● WHAT YOU WILL DO
Report each line in the items below that contains the word "building", copying every such line in full.

● DATA SUPPLIED
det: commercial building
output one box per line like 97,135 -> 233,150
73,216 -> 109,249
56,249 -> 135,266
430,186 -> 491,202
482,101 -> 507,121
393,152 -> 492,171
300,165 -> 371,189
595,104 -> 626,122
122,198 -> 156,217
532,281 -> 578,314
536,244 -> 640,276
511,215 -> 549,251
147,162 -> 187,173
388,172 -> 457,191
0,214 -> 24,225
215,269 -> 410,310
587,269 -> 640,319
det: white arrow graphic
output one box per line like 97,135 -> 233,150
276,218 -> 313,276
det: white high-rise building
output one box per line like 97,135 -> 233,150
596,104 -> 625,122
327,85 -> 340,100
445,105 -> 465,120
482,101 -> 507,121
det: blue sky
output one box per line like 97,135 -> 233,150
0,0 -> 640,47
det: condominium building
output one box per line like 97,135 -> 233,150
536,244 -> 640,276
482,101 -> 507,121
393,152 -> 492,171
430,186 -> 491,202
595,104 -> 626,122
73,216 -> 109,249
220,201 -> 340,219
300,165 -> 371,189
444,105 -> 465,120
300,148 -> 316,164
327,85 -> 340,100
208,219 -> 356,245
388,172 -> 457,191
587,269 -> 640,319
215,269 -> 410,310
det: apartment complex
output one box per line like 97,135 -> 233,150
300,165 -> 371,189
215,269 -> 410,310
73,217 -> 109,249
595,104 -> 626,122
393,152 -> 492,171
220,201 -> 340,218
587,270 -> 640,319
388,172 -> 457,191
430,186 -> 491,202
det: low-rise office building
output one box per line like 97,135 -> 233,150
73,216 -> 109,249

--

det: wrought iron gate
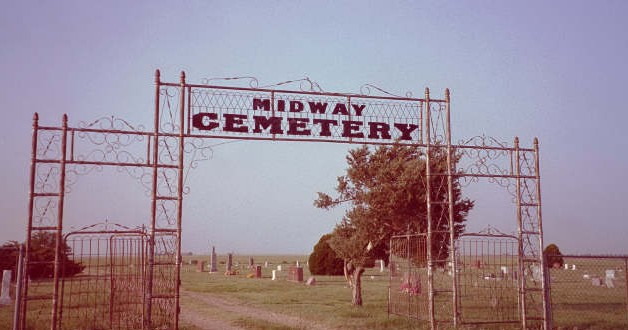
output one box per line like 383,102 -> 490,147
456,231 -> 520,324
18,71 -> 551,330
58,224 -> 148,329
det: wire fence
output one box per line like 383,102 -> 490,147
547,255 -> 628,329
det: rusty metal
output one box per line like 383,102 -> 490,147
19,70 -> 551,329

● ANSWER TO THIS TASK
det: commercial building
det: white high-rise building
det: condominium building
det: low-rise office building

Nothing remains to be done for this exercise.